━━ RECORDS ━━
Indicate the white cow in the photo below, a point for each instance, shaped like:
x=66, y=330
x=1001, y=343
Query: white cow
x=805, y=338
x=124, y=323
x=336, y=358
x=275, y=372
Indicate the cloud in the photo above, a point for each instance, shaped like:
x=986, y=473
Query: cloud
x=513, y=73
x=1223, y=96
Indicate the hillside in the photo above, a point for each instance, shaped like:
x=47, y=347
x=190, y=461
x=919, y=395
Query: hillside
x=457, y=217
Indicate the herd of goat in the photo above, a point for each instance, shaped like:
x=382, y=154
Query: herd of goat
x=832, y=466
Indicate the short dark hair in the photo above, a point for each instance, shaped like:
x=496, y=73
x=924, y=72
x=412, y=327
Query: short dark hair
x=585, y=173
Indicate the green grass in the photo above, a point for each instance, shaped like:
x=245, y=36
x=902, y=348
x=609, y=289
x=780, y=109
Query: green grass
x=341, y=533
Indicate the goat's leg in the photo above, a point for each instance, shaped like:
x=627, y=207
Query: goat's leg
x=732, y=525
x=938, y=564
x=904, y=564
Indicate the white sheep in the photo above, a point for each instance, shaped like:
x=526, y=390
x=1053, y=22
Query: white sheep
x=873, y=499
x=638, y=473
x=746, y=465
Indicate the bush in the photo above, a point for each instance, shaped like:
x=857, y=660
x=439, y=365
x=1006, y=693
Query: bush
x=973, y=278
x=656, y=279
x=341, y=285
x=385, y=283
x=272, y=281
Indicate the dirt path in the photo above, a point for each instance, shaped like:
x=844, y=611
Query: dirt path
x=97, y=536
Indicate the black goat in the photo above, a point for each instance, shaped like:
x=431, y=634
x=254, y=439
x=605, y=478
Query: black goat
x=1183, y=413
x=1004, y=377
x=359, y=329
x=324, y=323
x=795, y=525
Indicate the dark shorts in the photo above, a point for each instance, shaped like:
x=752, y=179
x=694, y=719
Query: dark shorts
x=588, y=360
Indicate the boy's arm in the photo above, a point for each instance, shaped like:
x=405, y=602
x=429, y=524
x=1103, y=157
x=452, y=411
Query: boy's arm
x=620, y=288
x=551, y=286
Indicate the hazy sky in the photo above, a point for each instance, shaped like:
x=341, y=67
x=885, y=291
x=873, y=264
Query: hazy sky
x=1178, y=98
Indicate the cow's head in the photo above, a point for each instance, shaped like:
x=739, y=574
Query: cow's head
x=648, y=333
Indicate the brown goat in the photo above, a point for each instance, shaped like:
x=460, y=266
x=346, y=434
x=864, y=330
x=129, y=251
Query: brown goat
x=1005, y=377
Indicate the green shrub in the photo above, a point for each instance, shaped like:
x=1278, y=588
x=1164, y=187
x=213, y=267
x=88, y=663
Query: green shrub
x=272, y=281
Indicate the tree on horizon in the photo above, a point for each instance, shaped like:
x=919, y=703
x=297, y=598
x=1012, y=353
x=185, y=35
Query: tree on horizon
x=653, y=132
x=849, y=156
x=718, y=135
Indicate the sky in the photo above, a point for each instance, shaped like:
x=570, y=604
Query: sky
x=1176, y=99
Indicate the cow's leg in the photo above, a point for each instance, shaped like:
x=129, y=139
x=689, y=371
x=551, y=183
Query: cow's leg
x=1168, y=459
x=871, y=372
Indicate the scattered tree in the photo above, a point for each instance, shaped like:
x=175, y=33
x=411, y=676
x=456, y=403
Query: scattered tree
━━━
#### [PROBLEM DESCRIPTION]
Rewrite every line of the items above as a Markdown table with the columns "No." and "Line", numbering the rows in order and leaving out blank lines.

#### [EXPECTED OUTPUT]
| No. | Line |
|---|---|
| 1 | Indicate the white cow in the photo below, a point for each instance, shaped like: |
| 2 | x=66, y=330 |
| 3 | x=1001, y=343 |
| 4 | Query: white cow |
| 5 | x=805, y=338 |
| 6 | x=124, y=323 |
| 7 | x=336, y=358 |
| 8 | x=275, y=372 |
| 9 | Indicate the cloud in the photo above, a point for each instance, shaped like: |
| 10 | x=986, y=473 |
| 11 | Query: cloud |
| 12 | x=513, y=73 |
| 13 | x=1223, y=96 |
| 14 | Indicate the hillside in the photo above, a point for each instance, shaped like: |
| 15 | x=47, y=347 |
| 16 | x=190, y=461 |
| 17 | x=919, y=395 |
| 18 | Query: hillside |
| 19 | x=457, y=217 |
| 20 | Indicate the herd of goat in the photo above, a point for each instance, shaped like: |
| 21 | x=382, y=154 |
| 22 | Query: herd of goat |
| 23 | x=832, y=466 |
| 24 | Indicate the short dark hair in the photo above, a point for each instance, shaped like: |
| 25 | x=496, y=73 |
| 26 | x=924, y=72 |
| 27 | x=412, y=327 |
| 28 | Query: short dark hair |
| 29 | x=585, y=173 |
| 30 | Indicate the green grass in the photo above, a point for each instance, shaped like: |
| 31 | x=245, y=36 |
| 32 | x=902, y=348 |
| 33 | x=609, y=289 |
| 34 | x=780, y=109 |
| 35 | Query: green grass |
| 36 | x=341, y=533 |
| 37 | Indicate the goat's leg in the photo above, a point for each instance, shaped like: |
| 38 | x=627, y=207 |
| 39 | Query: goat's leg |
| 40 | x=732, y=525 |
| 41 | x=938, y=564 |
| 42 | x=904, y=564 |
| 43 | Indicate the white sheep in the photo above, a point for each instance, shaped like: |
| 44 | x=526, y=390 |
| 45 | x=1053, y=22 |
| 46 | Query: white sheep |
| 47 | x=873, y=499 |
| 48 | x=638, y=473 |
| 49 | x=746, y=465 |
| 50 | Indicate the bush in the photo above, a point for each instance, shaped like: |
| 51 | x=857, y=660 |
| 52 | x=439, y=365 |
| 53 | x=1006, y=693 |
| 54 | Query: bush |
| 55 | x=973, y=278 |
| 56 | x=656, y=279 |
| 57 | x=341, y=285 |
| 58 | x=385, y=283 |
| 59 | x=272, y=281 |
| 60 | Indicate the dirt path in the photo above, a point for each instance, shaped like: |
| 61 | x=844, y=611 |
| 62 | Query: dirt path |
| 63 | x=97, y=536 |
| 64 | Indicate the black goat in the photo above, a point for each instance, shaped like: |
| 65 | x=431, y=634 |
| 66 | x=254, y=439 |
| 67 | x=605, y=478 |
| 68 | Query: black goat |
| 69 | x=1183, y=413 |
| 70 | x=1004, y=377 |
| 71 | x=359, y=329 |
| 72 | x=324, y=323 |
| 73 | x=795, y=525 |
| 74 | Indicate the dark shorts in the photo above, a point for each instance, shaped like: |
| 75 | x=752, y=179 |
| 76 | x=694, y=719 |
| 77 | Query: dark shorts |
| 78 | x=588, y=360 |
| 79 | Indicate the boy's arm in the photo above, a point for each instance, shaped like: |
| 80 | x=405, y=602 |
| 81 | x=429, y=524 |
| 82 | x=1103, y=157 |
| 83 | x=452, y=411 |
| 84 | Query: boy's arm |
| 85 | x=620, y=288 |
| 86 | x=551, y=286 |
| 87 | Indicate the hazy sky in the photo above, a point for each instance, shaped like: |
| 88 | x=341, y=67 |
| 89 | x=885, y=291 |
| 90 | x=873, y=264 |
| 91 | Query: hazy sky |
| 92 | x=1178, y=98 |
| 93 | Indicate the cow's head in the photo above, a point for each instance, shaped like: |
| 94 | x=739, y=574 |
| 95 | Query: cow's head |
| 96 | x=648, y=333 |
| 97 | Indicate the brown goat in the photo above, a point for each instance, shaped like: |
| 98 | x=460, y=266 |
| 99 | x=346, y=434 |
| 100 | x=864, y=330 |
| 101 | x=129, y=251 |
| 102 | Query: brown goat |
| 103 | x=1005, y=377 |
| 104 | Indicate the green shrub in the photo above, a point for each instance, shaped like: |
| 105 | x=1278, y=588 |
| 106 | x=1164, y=187 |
| 107 | x=213, y=267 |
| 108 | x=88, y=663 |
| 109 | Query: green shrub |
| 110 | x=272, y=281 |
| 111 | Indicate the tree on horizon in the photo above, a point for each instance, shaped like: |
| 112 | x=919, y=703 |
| 113 | x=297, y=598 |
| 114 | x=1012, y=353 |
| 115 | x=185, y=35 |
| 116 | Query: tree on horizon |
| 117 | x=653, y=132 |
| 118 | x=849, y=156 |
| 119 | x=718, y=135 |
| 120 | Indicate the sky in the photo above, a point for each instance, shaped like: |
| 121 | x=570, y=604 |
| 122 | Query: sky |
| 123 | x=1176, y=99 |
| 124 | Indicate the cow's leg in the photo above, a point for each instance, shaped like: |
| 125 | x=129, y=139 |
| 126 | x=689, y=371 |
| 127 | x=551, y=183 |
| 128 | Query: cow's leg |
| 129 | x=1168, y=459 |
| 130 | x=871, y=372 |
| 131 | Indicate the scattered tree in the photo above, a point for each instance, shaped like: |
| 132 | x=175, y=33 |
| 133 | x=411, y=676 |
| 134 | x=456, y=403 |
| 135 | Query: scattered tree |